■ **DESCRIPTION OF THE TASK**
From first line to last, copy the listing exactly and omit its pictures.

■ **DATA UNDER STUDY**
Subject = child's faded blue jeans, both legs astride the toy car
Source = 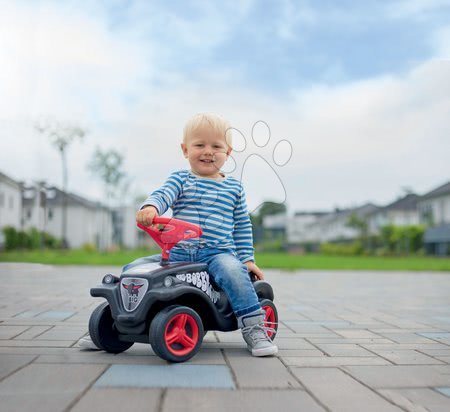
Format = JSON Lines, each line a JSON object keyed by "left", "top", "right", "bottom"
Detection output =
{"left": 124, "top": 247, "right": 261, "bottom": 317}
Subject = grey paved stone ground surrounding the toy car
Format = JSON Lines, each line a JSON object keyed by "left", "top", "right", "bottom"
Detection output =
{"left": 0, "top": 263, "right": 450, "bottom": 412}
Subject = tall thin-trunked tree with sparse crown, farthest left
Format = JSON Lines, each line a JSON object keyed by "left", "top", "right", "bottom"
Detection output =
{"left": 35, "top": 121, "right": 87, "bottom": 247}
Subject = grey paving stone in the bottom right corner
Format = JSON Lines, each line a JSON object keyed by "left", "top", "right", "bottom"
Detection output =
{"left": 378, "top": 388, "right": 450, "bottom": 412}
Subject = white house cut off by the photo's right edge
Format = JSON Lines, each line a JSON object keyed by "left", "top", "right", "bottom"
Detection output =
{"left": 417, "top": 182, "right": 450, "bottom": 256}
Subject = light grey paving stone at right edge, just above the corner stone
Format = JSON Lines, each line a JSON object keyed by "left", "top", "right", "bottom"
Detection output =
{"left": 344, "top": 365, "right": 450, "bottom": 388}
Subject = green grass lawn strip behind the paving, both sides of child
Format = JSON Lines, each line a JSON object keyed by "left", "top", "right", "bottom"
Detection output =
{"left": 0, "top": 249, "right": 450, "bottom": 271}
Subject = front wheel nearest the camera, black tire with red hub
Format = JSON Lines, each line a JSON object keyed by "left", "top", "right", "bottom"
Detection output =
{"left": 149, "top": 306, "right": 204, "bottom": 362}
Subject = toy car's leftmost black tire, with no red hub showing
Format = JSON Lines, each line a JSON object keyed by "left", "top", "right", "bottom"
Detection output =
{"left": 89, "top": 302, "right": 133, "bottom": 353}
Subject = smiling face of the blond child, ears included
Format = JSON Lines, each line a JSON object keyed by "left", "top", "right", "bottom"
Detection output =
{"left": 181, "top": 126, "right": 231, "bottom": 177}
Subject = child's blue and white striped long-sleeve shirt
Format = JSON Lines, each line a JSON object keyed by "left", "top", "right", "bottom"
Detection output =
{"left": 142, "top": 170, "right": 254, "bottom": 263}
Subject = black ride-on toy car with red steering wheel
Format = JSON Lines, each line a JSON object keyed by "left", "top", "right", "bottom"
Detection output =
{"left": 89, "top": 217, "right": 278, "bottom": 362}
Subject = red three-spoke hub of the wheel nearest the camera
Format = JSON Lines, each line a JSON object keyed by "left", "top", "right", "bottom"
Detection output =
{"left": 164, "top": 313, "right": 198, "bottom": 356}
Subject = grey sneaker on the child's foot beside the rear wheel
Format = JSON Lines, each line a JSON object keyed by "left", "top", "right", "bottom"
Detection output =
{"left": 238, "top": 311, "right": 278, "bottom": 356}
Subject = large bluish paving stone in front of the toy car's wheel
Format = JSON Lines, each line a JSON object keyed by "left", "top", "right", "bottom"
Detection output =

■ **SOLUTION TO THE EXERCISE**
Subject = child's faded blue jeans, both legs astride the toy car
Source = 
Format = JSON Lines, each line a JSON object keyed by "left", "top", "right", "bottom"
Detection output =
{"left": 124, "top": 247, "right": 261, "bottom": 317}
Subject = grey paved stone ground surrounding the toy car
Format = JSON Lines, each line a JSON object keyed by "left", "top", "right", "bottom"
Detection output =
{"left": 0, "top": 263, "right": 450, "bottom": 412}
Subject = tall thin-trunked tree with sparse crown, farthest left
Format = JSON Lines, each line a JSON object keyed by "left", "top", "right", "bottom"
Detection output =
{"left": 35, "top": 121, "right": 87, "bottom": 247}
Subject = grey paving stone in the bottom right corner
Format = JSON Lines, each line a JSON object keyed by "left", "top", "right", "bottom"
Detection output =
{"left": 378, "top": 388, "right": 450, "bottom": 412}
Subject = white house cut off by the photo's right edge
Format = JSON Lines, each line a JSON object keyed by "left", "top", "right", "bottom"
Detection output =
{"left": 417, "top": 182, "right": 450, "bottom": 256}
Subject = light grey paving stone at right edge, just above the corner stone
Format = JSON Lines, each line a JSON object keyed by "left", "top", "right", "bottom"
Detection output =
{"left": 344, "top": 365, "right": 450, "bottom": 388}
Subject = green grass lawn strip behind the paving, both sides of child
Format = JSON Lines, each line a JSON object keyed by "left", "top", "right", "bottom"
Detection output =
{"left": 0, "top": 249, "right": 450, "bottom": 271}
Subject = front wheel nearest the camera, black tire with red hub
Format = JSON Lines, each line a JSON object keyed by "left", "top", "right", "bottom"
Detection output =
{"left": 149, "top": 306, "right": 204, "bottom": 362}
Subject = toy car's leftmost black tire, with no red hub showing
Format = JSON Lines, each line a JSON object keyed by "left", "top", "right", "bottom"
Detection output =
{"left": 89, "top": 302, "right": 133, "bottom": 353}
Subject = smiling face of the blond child, ears included
Format = JSON Lines, each line a JSON object keyed by "left", "top", "right", "bottom"
Detection output =
{"left": 181, "top": 126, "right": 231, "bottom": 177}
Subject = child's blue and white striped long-sleeve shirt
Format = JSON Lines, each line a JSON object keyed by "left", "top", "right", "bottom"
Detection output =
{"left": 142, "top": 170, "right": 254, "bottom": 263}
Subject = black ride-on toy car with red steering wheel
Format = JSON Lines, each line a JSON object keyed by "left", "top", "right", "bottom"
Detection output =
{"left": 89, "top": 217, "right": 278, "bottom": 362}
Subject = red three-spoke hub of the wheel nearest the camera
Format = JSON Lines, each line a JSON object keyed by "left", "top", "right", "bottom"
Detection output =
{"left": 164, "top": 313, "right": 198, "bottom": 356}
Subject = grey sneaker on the child's foot beside the rear wheel
Format = JSON Lines, each line a JSON object keyed by "left", "top", "right", "bottom"
Detection output =
{"left": 238, "top": 311, "right": 278, "bottom": 356}
Subject = large bluish paving stone in front of the toy car's wheel
Format = JSON Lines, each line a JSON object keyed by "left", "top", "right", "bottom"
Detection output =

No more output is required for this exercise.